Starting with the line that has "of the large" in it, repeat every line through the last one, word for word, and give nothing more.

-------------------------

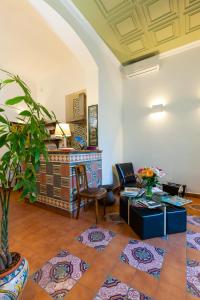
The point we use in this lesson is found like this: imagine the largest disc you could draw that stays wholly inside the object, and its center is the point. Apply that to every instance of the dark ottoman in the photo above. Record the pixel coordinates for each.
(176, 219)
(147, 223)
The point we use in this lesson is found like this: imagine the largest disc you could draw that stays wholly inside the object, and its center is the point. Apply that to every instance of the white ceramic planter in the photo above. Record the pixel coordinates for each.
(13, 281)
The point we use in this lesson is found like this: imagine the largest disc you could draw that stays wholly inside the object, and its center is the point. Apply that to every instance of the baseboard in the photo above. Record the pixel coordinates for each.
(192, 195)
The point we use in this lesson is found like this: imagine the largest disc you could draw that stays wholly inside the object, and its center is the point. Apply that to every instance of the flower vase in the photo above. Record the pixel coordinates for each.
(149, 192)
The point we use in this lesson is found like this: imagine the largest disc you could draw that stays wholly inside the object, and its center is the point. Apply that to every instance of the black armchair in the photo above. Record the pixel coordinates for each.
(126, 175)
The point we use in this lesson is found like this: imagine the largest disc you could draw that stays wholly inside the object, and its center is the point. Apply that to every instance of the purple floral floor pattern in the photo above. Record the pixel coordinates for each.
(193, 220)
(193, 239)
(59, 274)
(96, 237)
(193, 275)
(144, 257)
(113, 289)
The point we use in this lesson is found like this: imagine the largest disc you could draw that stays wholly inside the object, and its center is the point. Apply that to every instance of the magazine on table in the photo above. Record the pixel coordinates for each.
(176, 200)
(150, 203)
(132, 192)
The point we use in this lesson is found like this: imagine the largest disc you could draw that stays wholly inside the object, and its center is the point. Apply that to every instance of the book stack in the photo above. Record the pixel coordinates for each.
(132, 192)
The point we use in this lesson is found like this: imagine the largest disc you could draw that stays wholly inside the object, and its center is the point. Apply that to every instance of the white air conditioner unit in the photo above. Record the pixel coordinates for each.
(141, 67)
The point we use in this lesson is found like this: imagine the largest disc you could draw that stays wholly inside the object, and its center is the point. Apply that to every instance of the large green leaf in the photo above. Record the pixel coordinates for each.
(3, 140)
(15, 100)
(6, 81)
(25, 113)
(3, 120)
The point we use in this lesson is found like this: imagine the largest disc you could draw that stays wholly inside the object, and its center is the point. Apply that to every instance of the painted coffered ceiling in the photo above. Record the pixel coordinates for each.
(136, 28)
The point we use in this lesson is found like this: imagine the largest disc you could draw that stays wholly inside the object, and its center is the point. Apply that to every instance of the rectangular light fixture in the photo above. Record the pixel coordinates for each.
(157, 108)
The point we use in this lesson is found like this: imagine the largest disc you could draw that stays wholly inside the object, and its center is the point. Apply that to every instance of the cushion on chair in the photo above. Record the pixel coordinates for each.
(147, 223)
(123, 208)
(176, 219)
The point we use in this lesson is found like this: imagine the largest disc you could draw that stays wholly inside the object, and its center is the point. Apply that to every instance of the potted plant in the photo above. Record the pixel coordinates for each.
(23, 143)
(150, 178)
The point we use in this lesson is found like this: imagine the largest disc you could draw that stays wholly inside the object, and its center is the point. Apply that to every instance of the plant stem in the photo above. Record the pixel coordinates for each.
(5, 255)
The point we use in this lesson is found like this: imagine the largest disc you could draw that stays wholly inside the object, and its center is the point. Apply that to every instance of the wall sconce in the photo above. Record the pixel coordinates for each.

-------------------------

(EXPECTED OUTPUT)
The point we use in this lesson is found like this: imagine the largest disc you could draw that stays wholly inside the object, and its center is the point. Apply that to every instance of the large green leaf in the photo above. Record the pixel coordinates for each.
(3, 140)
(15, 100)
(6, 81)
(25, 113)
(3, 120)
The point we use in this lesson is found like this: imagine the largest disc you could draw that stays wholly inside the object, and its center is the point. Apply that to every instance of the painted coffered ceiling in the photo above. Record the pixel coordinates for each.
(136, 28)
The point we use in this lesson is found like this: imagine the largest disc you could draw that stays wholly inside the object, and its center is the point. Apply that to every instance of the rectangular light fixture in the photo above. Record the pixel coordinates for each.
(157, 108)
The point we use in this lesson is found like this: imagine the largest disc you could draw that stays wholly inside the object, and its center is the point. Apply that to every instance of the cushion on chair in the photo above. Record the pixel coordinates for each.
(147, 223)
(123, 208)
(176, 219)
The point we use in this lesson is found like this: imagine the largest disc you could draw that stays wholly inside the object, and its center is the point. Apply that to every instance of the potted plant in the photo above. Record the pixel coordinates for each.
(23, 143)
(150, 178)
The point we use in this lesson is found like this: imagine the largest disc you could draw that stays wholly inside the object, and its center is the point. Apply that to every instance of the plant stem in the photo above. Record the pixel coordinates for each.
(5, 255)
The point we use in this lesson is found like this: imagine the largest disc you could draw that stays wholly inside the object, and its center is the point. Apply that to every instance of the wall sconce in the photo above. Record the pixel coordinates for each.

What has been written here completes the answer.